● **WHAT TO WORK ON**: An image-free, exact copy of the records below is required.

(Beginning of EXTRACTED MATERIAL)

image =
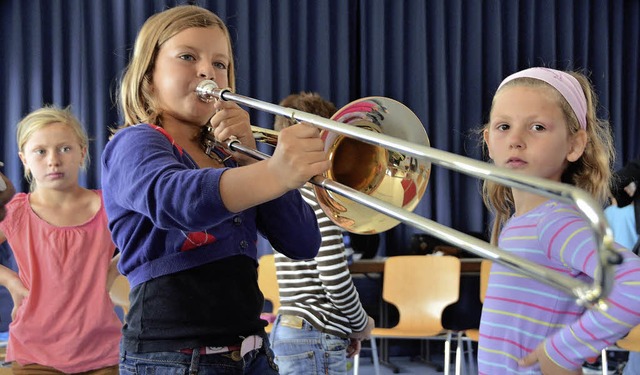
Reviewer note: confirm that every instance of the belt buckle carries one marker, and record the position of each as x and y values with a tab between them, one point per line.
291	321
235	355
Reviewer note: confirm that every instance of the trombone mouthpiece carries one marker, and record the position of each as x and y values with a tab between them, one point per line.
206	90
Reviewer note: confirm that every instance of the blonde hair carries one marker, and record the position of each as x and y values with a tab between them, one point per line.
137	102
591	172
43	117
309	102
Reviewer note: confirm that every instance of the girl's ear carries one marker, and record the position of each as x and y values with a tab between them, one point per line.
22	159
485	135
578	144
84	154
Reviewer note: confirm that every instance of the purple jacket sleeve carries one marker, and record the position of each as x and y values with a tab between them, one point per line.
144	173
290	226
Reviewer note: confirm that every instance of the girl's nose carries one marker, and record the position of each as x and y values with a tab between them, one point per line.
205	71
516	140
54	159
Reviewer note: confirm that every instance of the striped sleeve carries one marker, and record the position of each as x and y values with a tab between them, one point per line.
570	241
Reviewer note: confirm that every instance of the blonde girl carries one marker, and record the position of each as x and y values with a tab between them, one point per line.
543	123
63	319
186	218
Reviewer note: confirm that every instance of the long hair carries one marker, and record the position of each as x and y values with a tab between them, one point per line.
43	117
137	103
591	172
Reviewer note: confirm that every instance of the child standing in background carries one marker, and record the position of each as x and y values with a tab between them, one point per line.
6	193
63	318
186	217
543	123
328	319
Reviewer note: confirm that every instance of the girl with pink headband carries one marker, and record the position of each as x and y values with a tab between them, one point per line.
543	123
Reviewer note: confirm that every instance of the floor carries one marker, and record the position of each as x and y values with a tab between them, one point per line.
405	365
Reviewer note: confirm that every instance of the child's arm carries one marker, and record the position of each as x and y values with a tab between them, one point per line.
572	244
10	280
113	272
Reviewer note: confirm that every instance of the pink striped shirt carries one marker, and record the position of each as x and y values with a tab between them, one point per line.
520	312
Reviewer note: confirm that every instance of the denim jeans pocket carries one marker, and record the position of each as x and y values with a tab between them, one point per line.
303	363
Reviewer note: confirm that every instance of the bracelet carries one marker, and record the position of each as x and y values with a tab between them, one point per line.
3	185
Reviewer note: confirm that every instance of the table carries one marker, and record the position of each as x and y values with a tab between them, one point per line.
363	266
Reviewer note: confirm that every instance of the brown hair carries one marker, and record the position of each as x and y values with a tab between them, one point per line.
137	103
309	102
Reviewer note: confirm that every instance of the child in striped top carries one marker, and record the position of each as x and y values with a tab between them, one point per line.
543	123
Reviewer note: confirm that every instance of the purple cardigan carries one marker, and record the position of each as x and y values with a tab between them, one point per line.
166	215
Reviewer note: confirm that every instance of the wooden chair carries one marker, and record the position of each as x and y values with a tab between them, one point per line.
630	342
474	334
268	283
119	293
485	270
420	287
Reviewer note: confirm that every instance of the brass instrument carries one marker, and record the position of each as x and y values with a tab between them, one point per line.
398	163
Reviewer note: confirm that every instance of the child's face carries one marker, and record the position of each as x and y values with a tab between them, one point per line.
54	156
528	132
183	61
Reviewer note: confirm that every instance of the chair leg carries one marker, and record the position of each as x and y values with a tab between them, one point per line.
471	357
447	354
356	364
459	354
374	354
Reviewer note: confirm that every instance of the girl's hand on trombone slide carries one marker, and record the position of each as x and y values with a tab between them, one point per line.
299	155
230	120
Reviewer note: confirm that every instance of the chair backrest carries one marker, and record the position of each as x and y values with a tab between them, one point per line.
485	270
119	293
268	282
420	287
631	341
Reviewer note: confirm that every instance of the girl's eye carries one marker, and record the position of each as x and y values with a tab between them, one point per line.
187	57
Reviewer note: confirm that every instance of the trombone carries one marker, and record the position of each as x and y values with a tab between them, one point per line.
370	113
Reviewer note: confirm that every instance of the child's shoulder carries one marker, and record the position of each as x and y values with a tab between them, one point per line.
18	200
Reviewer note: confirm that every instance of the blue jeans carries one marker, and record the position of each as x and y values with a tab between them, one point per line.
256	362
305	350
633	364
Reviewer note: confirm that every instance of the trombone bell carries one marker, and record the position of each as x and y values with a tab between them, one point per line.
388	175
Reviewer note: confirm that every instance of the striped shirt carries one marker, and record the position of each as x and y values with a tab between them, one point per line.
520	313
320	290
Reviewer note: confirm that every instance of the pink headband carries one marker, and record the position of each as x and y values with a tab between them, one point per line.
565	83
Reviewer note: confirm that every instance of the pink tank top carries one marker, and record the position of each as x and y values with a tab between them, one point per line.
68	321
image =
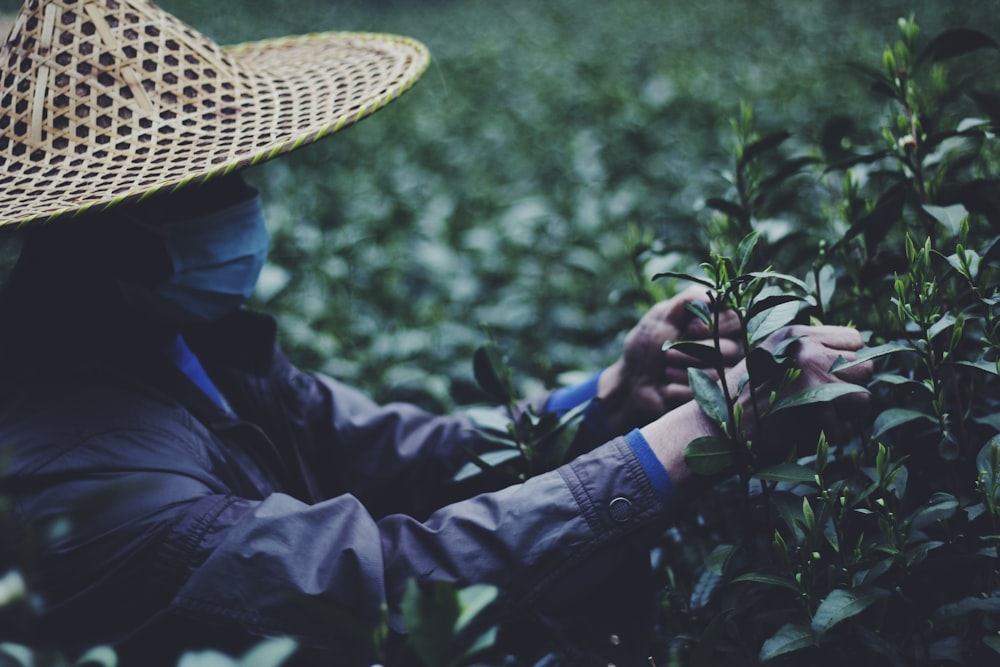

(End of EXTRACTED MATERIAL)

● **RESPONSE BOX**:
image =
Reviewer note: confirm that every instance of the belt buckle carries one marker, and record the position of each as x and y values with a tab between them, one point per line.
291	321
235	355
Reviewer note: confirm that every instance of the trombone mouthpiece carries one marker, and record the position of each as x and y values with a tab between them, one point per line.
206	90
Reviewer note: confirm that every instance of the blonde hair carries one marker, and record the position of each as x and y values with a tab between them, one point per line.
137	102
591	172
43	117
309	102
Reviewer note: confirm that every instance of the girl's ear carries one marker, and record the position of each as x and y values with a tab between them, one point per line.
22	159
485	135
578	144
84	154
Reviewer note: confirm that every instance of the purple jacket sleeve carries one marker, and record the position of each as x and y values with a tab between them, one point per line.
144	173
290	226
Reviewer note: confirm that every instance of the girl's nose carries one marker, and record the position of each as x and y values with a tab between them, one point per line.
205	71
516	140
54	159
Reviewer note: confirm that every instance of the striped sleeve carries one marker, and record the position of each as x and y values with a tab between them, one point per line.
570	241
Reviewer note: confirm that every instance of the blonde girl carries one marker, and record the position of each as x and y values with a tab between them, one point per line.
543	123
63	319
186	218
Reviewer note: confirm that every instance of the long hair carries one marker, and record the position of each as x and y values with a tab between them, one point per line.
43	117
137	103
591	172
Reviewer note: confirm that every instance of the child standing in background carries one marker, and record the position of each as x and y values with a tab between them, one point per line.
6	193
63	318
186	217
543	123
328	319
Reviewer note: confirm that every instance of the girl with pink headband carries one marker, and record the position of each as x and y values with a tab between them, one point per line.
543	123
Reviewer note: confirm that every instance of the floor carries one marker, and record the position of each as x and y values with a tab between them, one point per line.
405	365
Reviewer note: confirm that every instance of the child's arm carries one marker, and record the position of each as x and y values with a tab between them, one point per line.
572	244
10	280
113	272
Reviewer note: confirm that every instance of the pink striped shirt carries one marker, and record the position of each as x and y values with a tab between them, one point per line.
520	312
Reviewer note: confirm that every instance of the denim jeans pocket carries one marker, and record the position of each as x and y values with a tab between them, one point per line.
303	363
Reviewer note: confirm that every instance of the bracelet carries one marker, and record the position of each as x and y values with a tab between them, one point per line.
3	185
Reviewer note: confirm that every instance of the table carries one marker, and record the position of each as x and y values with a tab between them, one point per line.
363	266
Reviewer note: confirm that every instance of the brown hair carries one marker, and record the position of each as x and y values with a tab between them, one point per line.
137	103
309	102
Reviewer note: confirm that every instance of the child in striped top carries one marker, and record the position of each as x and y values with a tab between them, one point per line.
543	123
Reviewer note: confirm that every instance of the purple cardigan carries one marker, and record the position of each as x and y values with a tab between them, one point per line.
166	215
Reviewer note: confirm that every instance of the wooden chair carries one marker, and record the position of each as x and y values with a tab between them, one point per line.
630	342
474	334
268	283
119	293
485	270
420	287
Reviewer note: confirm that every instance of the brass instrument carries one marker, and record the position of each as x and y values with a tab between them, one point per line.
398	163
Reviewer note: confirm that every instance of the child's face carries one marker, and record the position of each as x and y values with a tab between them, one point per line.
54	156
528	132
183	61
Reviewer note: confirm that every instance of the chair leg carries one marker, and record the position of each as x and y values with a tab between them, one point per line.
471	357
447	354
356	364
459	354
374	354
Reviewer note: confirm that every instance of the girl's hand on trombone slide carries one marker, and record the position of each as x and y values with a tab between them, one point per line.
299	155
230	120
Reviewer note: confirm that every instance of the chair backrest carries one marker, and record the position of each as x and y values with a tab between them, one point per line.
485	270
119	293
268	282
420	287
631	341
Reviewer note: confirm that every instance of the girl's eye carries one marker, and record the position of each as x and y values with a tab between them, one point per line.
187	57
Reviewer note: confirm that every instance of the trombone carries one marker, and record the position of each as x and y values with a tab between them, one point per line.
370	113
Reviewer note: confirm that every instance of the child's shoulder carries one marker, and record the position of each as x and y values with a tab between them, one point per line.
18	200
Reviewer note: confirm that every instance of the blue jeans carries one marker, and record the position of each as x and y values with a tab between them, one point per line.
256	362
305	350
633	364
Reviewer note: confirm that every instance of the trombone bell carries one marker, and record the position of each as x and y values with a tab between them, one point per line.
388	175
Reviewer note: confirm that every instance of the striped shirt carries one marker, and record the position of each as x and y values with a tab between them, one point per line.
520	313
320	290
Reviewer note: confirm that every instance of the pink headband carries one marker, and record the position of each as x and y values with a tab between them, one point per line.
565	83
Reviewer note: confirm that every instance of the pink tank top carries one marker, and record the position of each as x and y values with a tab between them, one point per line.
68	321
image =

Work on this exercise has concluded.